## SELECTED TEXT
---*---

Some of this glucose is stored in the liver. But most of it enters the bloodstream and travels to the cells to be used as fuel. Glucose needs the help of a hormone called insulin to enter the cells.
Insulin, which is made in the pancreas, is released into the bloodstream in response to the presence of glucose in the blood (i.e. after eating food). Think of insulin as a key. When insulin reaches a cell, it attaches to the cell wall. This signals the cell to create an opening that allows glucose to enter the cell.
But with Type 2 diabetes, your cells don’t respond properly to insulin. Because of this, less glucose than normal moves into cells. This is called insulin resistance.
In response, the pancreas makes more insulin. As less and less glucose enters the cells, it builds up to a harmful level in the bloodstream. This is known as high blood sugar or hyperglycemia.
The result is Type 2 diabetes. The cells become starved for energy, which can leave you feeling tired and rundown.
The sustained high blood glucose levels drive the beta cells of the pancreas to produce more insulin, which may cause the beta cells to begin to "wear out". Gradually, this may lead to beta cell dysfunction, which will reduce insulin production and cause blood glucose levels to rise even further.
As depicted in the diagram (below) this creates vicious cycles of metabolic, biochemical and hormonal imbalances that further fuel this progressive disease.

---*---

## MATERIAL SHOWN
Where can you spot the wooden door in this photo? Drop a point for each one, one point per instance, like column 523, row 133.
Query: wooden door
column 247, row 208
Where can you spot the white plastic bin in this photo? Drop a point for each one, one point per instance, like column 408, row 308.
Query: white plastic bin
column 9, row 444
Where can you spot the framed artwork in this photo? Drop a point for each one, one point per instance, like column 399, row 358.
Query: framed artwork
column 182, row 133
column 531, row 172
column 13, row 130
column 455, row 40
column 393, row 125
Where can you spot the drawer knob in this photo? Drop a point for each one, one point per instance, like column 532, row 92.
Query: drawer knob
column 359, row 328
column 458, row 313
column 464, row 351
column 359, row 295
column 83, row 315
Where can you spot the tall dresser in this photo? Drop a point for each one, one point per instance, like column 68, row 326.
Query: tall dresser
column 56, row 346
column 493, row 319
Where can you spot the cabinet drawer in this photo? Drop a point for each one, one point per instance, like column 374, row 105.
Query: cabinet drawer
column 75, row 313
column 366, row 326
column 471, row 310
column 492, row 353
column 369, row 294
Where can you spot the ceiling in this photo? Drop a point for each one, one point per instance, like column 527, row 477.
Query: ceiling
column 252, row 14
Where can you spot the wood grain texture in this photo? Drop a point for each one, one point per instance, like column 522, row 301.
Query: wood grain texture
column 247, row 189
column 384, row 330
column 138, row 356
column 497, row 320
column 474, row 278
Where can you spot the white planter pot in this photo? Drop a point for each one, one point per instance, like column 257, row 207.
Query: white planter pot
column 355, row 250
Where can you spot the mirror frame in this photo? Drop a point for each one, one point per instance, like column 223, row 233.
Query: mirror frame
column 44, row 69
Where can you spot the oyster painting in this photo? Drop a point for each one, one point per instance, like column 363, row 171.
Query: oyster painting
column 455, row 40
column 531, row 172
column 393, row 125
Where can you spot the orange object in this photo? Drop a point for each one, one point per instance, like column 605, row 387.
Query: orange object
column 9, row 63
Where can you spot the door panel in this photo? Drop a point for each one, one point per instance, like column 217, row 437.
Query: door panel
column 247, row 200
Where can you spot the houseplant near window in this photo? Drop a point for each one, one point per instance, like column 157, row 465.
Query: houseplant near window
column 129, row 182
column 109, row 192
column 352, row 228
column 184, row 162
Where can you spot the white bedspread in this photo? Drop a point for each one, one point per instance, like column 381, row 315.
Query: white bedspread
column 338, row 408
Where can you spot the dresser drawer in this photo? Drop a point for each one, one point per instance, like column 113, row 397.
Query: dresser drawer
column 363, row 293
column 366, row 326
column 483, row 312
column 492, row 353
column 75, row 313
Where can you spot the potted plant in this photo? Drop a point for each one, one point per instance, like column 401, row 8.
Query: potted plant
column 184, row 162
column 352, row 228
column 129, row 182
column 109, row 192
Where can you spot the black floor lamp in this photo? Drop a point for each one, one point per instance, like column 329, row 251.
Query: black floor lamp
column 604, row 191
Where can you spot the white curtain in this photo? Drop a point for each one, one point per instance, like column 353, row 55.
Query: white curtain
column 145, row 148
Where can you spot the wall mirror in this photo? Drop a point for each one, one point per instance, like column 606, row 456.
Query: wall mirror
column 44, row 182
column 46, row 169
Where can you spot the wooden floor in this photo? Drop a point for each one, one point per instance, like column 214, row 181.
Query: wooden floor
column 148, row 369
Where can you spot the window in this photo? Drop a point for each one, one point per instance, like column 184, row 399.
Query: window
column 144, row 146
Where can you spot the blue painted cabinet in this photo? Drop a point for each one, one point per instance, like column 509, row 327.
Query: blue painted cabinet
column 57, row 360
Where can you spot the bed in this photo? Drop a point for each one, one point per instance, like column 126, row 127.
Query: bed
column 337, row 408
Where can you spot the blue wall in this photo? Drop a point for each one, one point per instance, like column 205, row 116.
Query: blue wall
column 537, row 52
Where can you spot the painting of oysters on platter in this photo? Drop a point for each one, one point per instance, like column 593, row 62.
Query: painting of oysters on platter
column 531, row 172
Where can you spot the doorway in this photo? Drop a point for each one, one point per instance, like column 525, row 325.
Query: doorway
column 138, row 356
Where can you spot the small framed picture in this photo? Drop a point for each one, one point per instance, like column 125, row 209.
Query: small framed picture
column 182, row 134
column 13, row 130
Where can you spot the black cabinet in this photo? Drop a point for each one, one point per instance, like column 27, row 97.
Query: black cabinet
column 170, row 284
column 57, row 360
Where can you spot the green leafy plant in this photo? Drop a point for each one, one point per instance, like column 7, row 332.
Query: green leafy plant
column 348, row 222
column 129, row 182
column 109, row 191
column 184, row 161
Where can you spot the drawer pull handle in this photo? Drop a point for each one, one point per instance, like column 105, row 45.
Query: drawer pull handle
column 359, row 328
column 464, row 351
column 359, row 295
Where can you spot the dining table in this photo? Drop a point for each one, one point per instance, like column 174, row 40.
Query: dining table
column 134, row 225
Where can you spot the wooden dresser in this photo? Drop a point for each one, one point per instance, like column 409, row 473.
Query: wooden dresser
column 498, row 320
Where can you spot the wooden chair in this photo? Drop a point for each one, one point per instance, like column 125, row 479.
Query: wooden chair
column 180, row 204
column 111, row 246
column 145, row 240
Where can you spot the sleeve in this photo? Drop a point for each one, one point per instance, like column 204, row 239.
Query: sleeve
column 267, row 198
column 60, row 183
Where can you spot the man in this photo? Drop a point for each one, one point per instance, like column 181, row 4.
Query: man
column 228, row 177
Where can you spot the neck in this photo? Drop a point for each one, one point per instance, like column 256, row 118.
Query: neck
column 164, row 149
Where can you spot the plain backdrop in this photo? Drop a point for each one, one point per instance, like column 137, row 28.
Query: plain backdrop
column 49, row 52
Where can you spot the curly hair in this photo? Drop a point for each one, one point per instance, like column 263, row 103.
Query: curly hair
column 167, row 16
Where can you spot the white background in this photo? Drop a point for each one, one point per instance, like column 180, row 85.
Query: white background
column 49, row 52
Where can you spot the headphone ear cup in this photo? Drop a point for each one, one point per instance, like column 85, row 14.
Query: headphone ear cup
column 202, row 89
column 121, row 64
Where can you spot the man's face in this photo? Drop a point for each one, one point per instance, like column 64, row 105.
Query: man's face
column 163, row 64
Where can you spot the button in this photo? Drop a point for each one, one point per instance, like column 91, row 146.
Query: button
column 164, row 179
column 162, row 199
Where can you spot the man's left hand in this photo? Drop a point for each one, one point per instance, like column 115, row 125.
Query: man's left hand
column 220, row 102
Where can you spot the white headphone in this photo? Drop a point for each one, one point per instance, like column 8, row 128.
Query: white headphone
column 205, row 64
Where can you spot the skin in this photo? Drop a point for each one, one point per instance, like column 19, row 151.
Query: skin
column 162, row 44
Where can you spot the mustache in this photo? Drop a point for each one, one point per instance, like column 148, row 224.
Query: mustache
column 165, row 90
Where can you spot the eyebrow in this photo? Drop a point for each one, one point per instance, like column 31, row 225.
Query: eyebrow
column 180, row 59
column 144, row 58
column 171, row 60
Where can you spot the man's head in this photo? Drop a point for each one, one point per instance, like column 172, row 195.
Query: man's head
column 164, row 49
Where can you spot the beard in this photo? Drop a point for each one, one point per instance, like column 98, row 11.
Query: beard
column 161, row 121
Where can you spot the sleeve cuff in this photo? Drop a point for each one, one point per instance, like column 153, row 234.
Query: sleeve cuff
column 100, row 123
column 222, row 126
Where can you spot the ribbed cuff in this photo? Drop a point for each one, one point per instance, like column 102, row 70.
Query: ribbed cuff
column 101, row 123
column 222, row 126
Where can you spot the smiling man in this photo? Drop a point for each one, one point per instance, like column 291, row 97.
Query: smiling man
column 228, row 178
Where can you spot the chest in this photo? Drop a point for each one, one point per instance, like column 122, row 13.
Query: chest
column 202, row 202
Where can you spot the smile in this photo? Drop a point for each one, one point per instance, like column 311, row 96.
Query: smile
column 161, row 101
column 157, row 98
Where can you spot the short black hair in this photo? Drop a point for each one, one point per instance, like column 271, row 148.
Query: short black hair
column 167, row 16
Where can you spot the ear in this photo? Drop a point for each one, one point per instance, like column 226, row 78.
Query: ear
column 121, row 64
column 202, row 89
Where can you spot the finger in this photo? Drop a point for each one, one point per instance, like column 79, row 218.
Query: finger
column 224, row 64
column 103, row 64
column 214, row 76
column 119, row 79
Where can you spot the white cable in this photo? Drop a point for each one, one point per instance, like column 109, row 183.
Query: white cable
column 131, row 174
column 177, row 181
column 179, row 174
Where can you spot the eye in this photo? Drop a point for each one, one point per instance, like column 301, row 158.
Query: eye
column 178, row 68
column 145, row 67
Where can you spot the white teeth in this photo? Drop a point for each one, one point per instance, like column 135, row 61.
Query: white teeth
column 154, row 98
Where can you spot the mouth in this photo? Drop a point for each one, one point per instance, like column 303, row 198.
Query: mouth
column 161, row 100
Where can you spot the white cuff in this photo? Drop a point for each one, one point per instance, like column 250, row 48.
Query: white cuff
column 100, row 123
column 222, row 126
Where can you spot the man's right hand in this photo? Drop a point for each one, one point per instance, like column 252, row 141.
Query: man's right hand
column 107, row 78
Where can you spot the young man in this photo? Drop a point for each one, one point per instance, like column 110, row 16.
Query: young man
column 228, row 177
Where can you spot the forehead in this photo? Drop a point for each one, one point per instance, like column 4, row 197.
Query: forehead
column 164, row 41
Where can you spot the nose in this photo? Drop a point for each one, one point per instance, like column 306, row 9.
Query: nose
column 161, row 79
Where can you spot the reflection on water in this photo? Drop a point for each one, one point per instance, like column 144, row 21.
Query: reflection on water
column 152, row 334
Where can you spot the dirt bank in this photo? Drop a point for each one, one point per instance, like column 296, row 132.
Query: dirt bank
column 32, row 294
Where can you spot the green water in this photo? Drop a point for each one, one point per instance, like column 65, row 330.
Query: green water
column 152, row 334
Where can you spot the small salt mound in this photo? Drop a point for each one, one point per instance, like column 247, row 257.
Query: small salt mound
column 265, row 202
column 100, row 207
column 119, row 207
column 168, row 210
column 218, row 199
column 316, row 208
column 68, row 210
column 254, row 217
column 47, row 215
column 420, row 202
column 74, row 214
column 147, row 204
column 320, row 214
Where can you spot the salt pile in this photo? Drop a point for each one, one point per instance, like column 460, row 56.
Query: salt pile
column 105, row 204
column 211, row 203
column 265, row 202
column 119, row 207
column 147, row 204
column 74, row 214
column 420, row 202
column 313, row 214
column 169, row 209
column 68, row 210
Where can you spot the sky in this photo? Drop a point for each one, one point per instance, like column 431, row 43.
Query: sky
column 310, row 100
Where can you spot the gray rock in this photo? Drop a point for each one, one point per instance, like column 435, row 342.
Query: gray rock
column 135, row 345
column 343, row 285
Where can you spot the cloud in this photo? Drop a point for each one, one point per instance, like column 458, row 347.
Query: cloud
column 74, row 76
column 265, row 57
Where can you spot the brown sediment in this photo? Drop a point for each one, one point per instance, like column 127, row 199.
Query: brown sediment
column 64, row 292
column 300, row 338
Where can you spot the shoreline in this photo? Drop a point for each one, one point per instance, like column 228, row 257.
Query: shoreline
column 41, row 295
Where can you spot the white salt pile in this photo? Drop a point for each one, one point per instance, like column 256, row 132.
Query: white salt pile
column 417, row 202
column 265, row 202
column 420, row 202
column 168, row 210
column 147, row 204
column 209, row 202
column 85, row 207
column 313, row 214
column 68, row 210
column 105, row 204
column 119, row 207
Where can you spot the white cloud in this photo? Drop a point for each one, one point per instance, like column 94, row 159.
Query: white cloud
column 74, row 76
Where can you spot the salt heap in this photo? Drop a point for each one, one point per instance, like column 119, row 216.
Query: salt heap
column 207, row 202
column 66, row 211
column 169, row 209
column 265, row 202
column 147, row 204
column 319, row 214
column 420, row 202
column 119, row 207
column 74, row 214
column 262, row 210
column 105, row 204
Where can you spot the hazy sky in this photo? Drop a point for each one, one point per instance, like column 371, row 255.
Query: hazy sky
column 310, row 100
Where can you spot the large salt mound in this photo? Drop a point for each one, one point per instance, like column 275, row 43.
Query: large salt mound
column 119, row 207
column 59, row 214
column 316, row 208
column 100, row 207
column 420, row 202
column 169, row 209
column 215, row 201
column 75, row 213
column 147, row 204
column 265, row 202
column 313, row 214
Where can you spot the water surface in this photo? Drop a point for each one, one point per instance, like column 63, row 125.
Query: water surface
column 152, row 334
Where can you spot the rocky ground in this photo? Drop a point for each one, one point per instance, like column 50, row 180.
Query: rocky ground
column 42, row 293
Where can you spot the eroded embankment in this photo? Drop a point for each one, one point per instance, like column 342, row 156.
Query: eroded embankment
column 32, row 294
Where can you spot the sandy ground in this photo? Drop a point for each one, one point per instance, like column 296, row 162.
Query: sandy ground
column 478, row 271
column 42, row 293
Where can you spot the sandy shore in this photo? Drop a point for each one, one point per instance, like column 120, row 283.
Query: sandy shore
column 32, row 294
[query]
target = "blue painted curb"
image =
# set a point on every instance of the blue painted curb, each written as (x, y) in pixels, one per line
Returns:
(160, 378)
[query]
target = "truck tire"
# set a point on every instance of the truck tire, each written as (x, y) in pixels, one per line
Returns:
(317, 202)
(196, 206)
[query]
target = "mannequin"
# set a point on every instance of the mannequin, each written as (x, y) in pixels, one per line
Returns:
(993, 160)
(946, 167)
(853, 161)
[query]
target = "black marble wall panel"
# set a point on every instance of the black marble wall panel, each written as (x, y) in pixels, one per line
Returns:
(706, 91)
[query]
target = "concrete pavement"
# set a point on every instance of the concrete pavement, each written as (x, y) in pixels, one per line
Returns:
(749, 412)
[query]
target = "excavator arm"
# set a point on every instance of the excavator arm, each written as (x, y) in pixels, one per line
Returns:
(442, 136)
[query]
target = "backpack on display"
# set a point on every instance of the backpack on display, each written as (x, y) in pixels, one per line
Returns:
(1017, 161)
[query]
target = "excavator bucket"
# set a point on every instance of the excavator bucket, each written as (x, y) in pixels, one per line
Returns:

---*---

## PROBLEMS AND TASKS
• A. From the passage on insulin and Type 2 diabetes, list the kinds of imbalances that the final paragraph says the vicious cycles create.
• B. According to the passage on insulin and Type 2 diabetes, in which organ is insulin made?

## EXPECTED OUTPUTS
• A. Metabolic, biochemical and hormonal imbalances.

• B. The pancreas.